**PROBLEM REQUIREMENTS**
Pick out each line of the records that contains the string "right", and copy those lines.

:: SOURCE RECORDS

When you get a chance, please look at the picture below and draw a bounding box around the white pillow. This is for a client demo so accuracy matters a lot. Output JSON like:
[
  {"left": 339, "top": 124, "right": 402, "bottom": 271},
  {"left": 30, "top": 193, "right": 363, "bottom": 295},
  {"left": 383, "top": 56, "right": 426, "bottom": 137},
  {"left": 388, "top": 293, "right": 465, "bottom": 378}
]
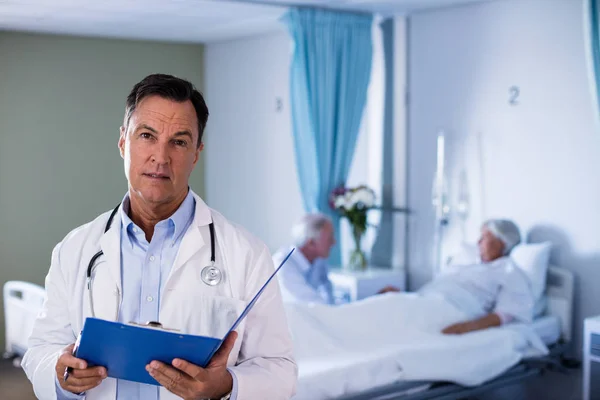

::::

**TASK OUTPUT**
  {"left": 339, "top": 124, "right": 402, "bottom": 271},
  {"left": 30, "top": 193, "right": 363, "bottom": 295},
  {"left": 383, "top": 56, "right": 426, "bottom": 137},
  {"left": 388, "top": 293, "right": 465, "bottom": 378}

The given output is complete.